Please repeat word for word the lines that start with the one containing "task: provide the mask of every instance of the wire" and go on through the one containing "137), (0, 170)]]", both ends included.

[DATA TO USE]
☆ ☆ ☆ ☆ ☆ ☆ ☆

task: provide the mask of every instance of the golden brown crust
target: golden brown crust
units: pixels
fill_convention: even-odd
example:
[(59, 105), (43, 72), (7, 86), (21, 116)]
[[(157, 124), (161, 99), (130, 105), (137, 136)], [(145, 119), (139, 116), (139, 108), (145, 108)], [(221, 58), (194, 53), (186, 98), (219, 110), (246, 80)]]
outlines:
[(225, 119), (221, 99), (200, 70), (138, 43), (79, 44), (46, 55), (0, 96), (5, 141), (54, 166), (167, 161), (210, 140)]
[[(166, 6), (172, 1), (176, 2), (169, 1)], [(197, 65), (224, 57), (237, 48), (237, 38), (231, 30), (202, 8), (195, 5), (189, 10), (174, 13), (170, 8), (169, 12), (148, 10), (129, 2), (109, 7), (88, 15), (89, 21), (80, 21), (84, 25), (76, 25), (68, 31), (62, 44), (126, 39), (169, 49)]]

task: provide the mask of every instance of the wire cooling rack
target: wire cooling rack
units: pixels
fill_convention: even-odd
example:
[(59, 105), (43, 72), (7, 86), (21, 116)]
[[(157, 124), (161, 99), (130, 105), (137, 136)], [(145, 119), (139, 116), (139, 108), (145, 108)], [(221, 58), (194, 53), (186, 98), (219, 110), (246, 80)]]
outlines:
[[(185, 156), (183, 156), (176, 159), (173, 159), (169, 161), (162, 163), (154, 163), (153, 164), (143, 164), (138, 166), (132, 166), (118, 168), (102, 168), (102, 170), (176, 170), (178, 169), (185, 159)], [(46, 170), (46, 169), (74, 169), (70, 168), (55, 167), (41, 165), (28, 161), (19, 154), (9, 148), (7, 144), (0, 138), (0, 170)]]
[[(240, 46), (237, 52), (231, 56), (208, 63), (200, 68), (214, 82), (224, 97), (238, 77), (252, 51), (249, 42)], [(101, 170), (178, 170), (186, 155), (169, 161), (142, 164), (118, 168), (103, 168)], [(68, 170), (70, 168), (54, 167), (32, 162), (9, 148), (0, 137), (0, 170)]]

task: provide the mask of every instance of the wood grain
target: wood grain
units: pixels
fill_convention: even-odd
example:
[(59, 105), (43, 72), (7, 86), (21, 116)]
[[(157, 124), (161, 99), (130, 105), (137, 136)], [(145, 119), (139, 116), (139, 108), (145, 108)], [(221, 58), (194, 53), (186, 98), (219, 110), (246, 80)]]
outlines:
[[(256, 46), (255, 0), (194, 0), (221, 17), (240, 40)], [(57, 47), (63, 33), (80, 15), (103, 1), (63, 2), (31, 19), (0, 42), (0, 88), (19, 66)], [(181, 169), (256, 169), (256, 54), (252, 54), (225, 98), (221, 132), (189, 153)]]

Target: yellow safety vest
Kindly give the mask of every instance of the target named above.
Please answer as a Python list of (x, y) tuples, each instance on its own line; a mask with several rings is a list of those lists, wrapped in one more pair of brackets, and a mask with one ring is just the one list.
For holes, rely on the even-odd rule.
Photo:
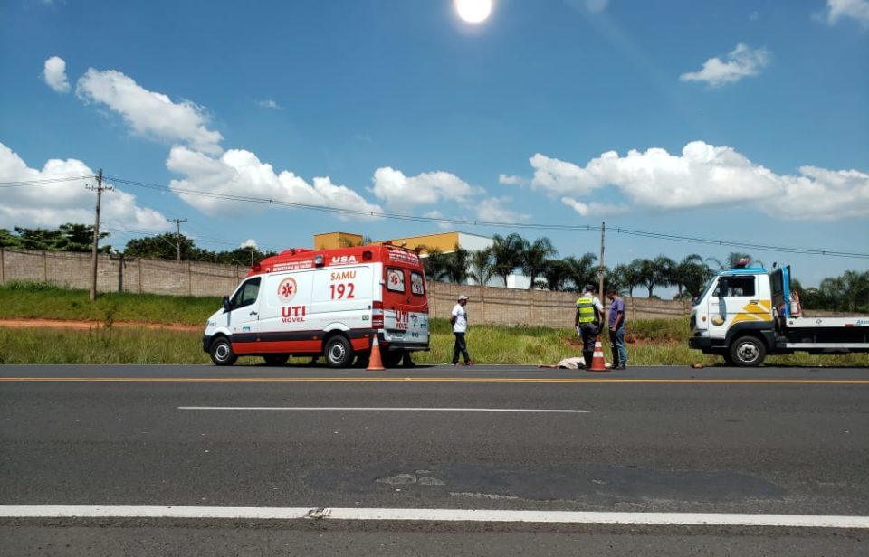
[(579, 313), (579, 323), (594, 323), (597, 316), (593, 297), (580, 297), (577, 300), (577, 311)]

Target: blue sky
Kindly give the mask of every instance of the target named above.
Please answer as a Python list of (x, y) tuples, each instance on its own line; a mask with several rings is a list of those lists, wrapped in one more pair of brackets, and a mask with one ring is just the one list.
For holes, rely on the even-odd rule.
[[(597, 251), (599, 225), (869, 252), (869, 0), (0, 4), (0, 182), (107, 175), (121, 245), (460, 230)], [(0, 227), (92, 222), (82, 181)], [(504, 227), (230, 202), (177, 189)], [(606, 263), (732, 248), (608, 234)], [(869, 259), (752, 250), (806, 284)]]

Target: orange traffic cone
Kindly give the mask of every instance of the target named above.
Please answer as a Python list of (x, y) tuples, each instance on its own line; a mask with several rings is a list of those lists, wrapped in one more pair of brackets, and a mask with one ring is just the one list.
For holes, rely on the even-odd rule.
[(600, 335), (595, 339), (595, 355), (591, 358), (589, 372), (607, 372), (606, 362), (604, 360), (604, 347), (600, 344)]
[(377, 334), (374, 334), (374, 344), (371, 345), (371, 355), (368, 356), (368, 367), (365, 368), (367, 372), (382, 372), (383, 361), (380, 359), (380, 340)]

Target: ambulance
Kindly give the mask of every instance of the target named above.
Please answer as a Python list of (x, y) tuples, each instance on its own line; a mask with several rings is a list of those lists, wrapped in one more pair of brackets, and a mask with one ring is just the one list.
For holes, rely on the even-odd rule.
[(322, 356), (364, 363), (377, 336), (384, 365), (429, 349), (428, 297), (419, 254), (389, 242), (287, 250), (255, 264), (208, 318), (203, 349), (216, 365), (259, 356)]

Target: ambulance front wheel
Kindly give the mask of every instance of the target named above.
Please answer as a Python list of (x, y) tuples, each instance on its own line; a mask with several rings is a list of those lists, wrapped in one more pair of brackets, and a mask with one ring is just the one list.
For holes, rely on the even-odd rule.
[(329, 339), (323, 351), (329, 367), (348, 367), (353, 361), (353, 347), (350, 341), (340, 335)]
[(208, 354), (211, 355), (211, 361), (215, 365), (232, 365), (238, 359), (233, 352), (233, 345), (225, 336), (218, 336), (212, 341)]

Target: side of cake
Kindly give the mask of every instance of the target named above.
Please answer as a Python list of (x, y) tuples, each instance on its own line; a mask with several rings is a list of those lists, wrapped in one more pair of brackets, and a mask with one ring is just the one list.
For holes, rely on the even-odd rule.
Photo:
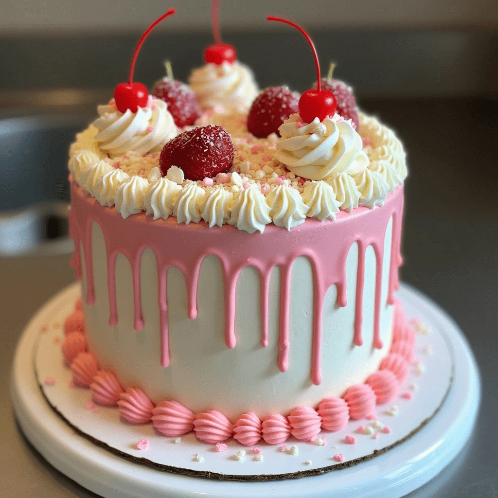
[[(163, 81), (164, 100), (116, 97), (71, 146), (76, 313), (90, 352), (71, 368), (95, 374), (77, 383), (97, 402), (167, 435), (195, 426), (201, 440), (246, 444), (232, 424), (260, 437), (274, 422), (310, 440), (368, 416), (406, 376), (413, 332), (395, 298), (405, 154), (350, 90), (336, 100), (336, 80), (321, 90), (319, 73), (303, 96), (328, 100), (308, 117), (286, 88), (255, 99), (233, 56), (195, 70), (190, 89)], [(175, 110), (192, 98), (200, 115), (185, 124)]]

☆ ☆ ☆ ☆ ☆ ☆ ☆

[RESULT OF THIS EXERCISE]
task: provide the mask of every instance of the wire cooling rack
target: wire cooling rack
units: pixels
fill_convention: even-odd
example:
[(59, 105), (43, 72), (7, 86), (21, 116)]
[[(157, 124), (161, 99), (130, 105), (137, 136)], [(145, 119), (139, 116), (139, 108), (145, 108)], [(221, 58), (194, 53), (186, 98), (219, 110), (246, 80)]]
outlines:
[[(185, 156), (183, 156), (176, 159), (173, 159), (169, 161), (162, 163), (154, 163), (153, 164), (143, 164), (138, 166), (132, 166), (118, 168), (102, 168), (102, 170), (176, 170), (178, 169), (185, 159)], [(46, 170), (46, 169), (74, 169), (70, 168), (55, 167), (41, 165), (28, 161), (19, 154), (9, 148), (7, 144), (0, 138), (0, 170)]]
[[(240, 46), (237, 52), (231, 56), (208, 63), (200, 68), (214, 82), (224, 97), (238, 77), (252, 51), (249, 42)], [(101, 170), (178, 170), (186, 155), (169, 161), (142, 164), (118, 168), (103, 168)], [(68, 170), (70, 168), (54, 167), (32, 162), (9, 148), (0, 137), (0, 170)]]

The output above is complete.